> _Goal_
Find each line in the items below that contains the string "black", and copy those lines out. Matches must have the same case.

> _Material provided_

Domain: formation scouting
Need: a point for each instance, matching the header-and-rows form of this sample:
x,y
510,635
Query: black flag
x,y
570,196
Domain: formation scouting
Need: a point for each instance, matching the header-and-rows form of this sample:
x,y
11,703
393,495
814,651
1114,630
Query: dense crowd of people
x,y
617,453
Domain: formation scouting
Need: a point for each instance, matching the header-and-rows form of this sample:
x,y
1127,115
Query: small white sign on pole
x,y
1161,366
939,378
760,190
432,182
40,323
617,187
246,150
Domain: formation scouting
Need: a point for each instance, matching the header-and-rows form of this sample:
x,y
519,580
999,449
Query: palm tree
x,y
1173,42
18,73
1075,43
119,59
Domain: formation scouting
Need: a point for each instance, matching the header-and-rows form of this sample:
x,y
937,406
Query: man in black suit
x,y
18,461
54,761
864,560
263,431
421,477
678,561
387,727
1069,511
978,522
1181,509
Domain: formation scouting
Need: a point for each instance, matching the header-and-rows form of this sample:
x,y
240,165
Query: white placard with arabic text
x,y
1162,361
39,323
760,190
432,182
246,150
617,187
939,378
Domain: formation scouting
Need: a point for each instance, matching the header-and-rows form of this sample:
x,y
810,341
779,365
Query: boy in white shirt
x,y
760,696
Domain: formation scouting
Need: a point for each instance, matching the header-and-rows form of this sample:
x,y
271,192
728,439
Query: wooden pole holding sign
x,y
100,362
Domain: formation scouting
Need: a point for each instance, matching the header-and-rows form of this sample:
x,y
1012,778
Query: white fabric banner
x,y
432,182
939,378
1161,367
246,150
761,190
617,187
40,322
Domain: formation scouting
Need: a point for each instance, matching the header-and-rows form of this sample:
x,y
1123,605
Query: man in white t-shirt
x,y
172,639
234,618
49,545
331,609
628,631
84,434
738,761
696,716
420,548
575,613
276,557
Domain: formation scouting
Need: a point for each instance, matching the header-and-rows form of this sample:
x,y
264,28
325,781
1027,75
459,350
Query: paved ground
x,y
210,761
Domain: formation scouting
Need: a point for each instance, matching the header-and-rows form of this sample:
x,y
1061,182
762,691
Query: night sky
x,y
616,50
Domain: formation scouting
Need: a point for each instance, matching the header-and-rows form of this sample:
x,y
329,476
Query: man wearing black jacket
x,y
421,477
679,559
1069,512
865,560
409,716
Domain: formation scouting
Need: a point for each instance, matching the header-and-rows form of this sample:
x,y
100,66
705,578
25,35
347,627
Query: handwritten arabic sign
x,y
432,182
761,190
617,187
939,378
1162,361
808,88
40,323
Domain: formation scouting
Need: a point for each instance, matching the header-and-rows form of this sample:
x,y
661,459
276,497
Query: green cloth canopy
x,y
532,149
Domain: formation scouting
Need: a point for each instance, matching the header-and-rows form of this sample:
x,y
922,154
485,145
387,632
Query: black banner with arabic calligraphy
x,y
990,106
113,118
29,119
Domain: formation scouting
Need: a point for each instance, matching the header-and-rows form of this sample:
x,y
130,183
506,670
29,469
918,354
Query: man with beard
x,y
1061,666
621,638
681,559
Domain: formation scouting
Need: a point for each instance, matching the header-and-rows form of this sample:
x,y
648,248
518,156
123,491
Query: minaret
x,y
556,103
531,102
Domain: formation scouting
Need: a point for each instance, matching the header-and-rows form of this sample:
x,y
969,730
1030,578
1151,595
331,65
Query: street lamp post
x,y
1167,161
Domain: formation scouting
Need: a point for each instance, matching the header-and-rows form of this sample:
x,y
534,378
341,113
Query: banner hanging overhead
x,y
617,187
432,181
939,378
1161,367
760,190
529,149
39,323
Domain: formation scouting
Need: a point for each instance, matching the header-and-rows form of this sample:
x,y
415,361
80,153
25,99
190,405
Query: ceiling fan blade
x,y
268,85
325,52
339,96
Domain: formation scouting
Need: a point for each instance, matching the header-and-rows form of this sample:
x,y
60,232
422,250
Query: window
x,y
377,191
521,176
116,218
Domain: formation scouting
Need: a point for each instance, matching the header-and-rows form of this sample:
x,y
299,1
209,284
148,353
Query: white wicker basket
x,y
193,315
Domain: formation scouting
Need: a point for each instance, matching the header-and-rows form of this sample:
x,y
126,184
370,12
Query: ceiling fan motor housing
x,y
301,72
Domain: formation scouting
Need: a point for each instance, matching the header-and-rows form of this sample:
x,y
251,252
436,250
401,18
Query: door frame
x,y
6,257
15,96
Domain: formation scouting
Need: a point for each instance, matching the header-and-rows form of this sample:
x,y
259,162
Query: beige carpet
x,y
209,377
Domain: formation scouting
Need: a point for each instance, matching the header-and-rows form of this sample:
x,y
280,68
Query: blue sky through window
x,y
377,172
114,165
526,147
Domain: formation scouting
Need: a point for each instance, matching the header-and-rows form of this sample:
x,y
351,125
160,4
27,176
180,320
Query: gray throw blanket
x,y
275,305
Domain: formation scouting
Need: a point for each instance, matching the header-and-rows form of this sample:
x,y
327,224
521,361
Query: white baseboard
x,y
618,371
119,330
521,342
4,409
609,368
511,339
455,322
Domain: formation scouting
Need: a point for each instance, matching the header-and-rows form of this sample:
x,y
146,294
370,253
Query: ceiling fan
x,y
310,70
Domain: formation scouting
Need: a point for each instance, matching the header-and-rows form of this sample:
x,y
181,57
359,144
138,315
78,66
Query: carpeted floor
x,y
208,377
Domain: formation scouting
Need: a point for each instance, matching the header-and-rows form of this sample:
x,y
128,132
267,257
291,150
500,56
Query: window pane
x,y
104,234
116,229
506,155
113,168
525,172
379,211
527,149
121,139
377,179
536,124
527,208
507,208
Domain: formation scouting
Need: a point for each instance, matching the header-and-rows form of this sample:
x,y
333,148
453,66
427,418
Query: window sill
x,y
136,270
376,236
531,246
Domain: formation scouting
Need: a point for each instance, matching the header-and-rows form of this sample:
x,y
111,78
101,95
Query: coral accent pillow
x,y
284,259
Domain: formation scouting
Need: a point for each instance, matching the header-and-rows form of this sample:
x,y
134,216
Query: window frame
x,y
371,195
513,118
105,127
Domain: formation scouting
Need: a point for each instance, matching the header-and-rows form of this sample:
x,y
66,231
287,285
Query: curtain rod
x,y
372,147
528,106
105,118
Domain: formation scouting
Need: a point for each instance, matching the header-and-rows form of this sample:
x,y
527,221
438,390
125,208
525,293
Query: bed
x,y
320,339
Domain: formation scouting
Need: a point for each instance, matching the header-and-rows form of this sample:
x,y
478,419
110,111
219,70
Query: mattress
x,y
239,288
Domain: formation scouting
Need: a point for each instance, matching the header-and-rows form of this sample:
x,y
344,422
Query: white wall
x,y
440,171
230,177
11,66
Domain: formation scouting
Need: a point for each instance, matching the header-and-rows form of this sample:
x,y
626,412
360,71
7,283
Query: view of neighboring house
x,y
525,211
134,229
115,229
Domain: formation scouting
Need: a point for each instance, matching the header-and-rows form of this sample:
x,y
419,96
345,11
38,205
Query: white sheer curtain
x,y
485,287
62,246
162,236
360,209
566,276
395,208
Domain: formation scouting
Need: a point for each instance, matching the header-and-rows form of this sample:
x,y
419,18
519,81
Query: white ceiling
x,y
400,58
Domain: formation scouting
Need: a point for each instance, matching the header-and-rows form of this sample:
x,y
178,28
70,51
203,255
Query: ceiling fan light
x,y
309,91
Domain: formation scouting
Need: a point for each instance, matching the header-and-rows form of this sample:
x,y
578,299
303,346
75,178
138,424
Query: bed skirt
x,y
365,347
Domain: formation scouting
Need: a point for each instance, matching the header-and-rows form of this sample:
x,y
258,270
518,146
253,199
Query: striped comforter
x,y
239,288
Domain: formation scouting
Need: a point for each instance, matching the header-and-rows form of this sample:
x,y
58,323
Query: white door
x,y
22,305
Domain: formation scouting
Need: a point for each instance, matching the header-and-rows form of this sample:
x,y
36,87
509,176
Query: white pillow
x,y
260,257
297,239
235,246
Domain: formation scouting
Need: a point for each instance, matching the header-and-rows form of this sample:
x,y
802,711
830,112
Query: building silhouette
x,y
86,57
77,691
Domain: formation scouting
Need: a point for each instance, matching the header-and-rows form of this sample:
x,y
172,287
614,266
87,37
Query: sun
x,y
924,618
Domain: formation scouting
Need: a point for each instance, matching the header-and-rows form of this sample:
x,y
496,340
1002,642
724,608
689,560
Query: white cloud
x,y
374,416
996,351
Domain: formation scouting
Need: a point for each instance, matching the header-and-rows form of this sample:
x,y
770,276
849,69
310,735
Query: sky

> _Finished task_
Query: black flag
Query: man in black suit
Query: man wearing black jacket
Query: black banner with arabic calligraphy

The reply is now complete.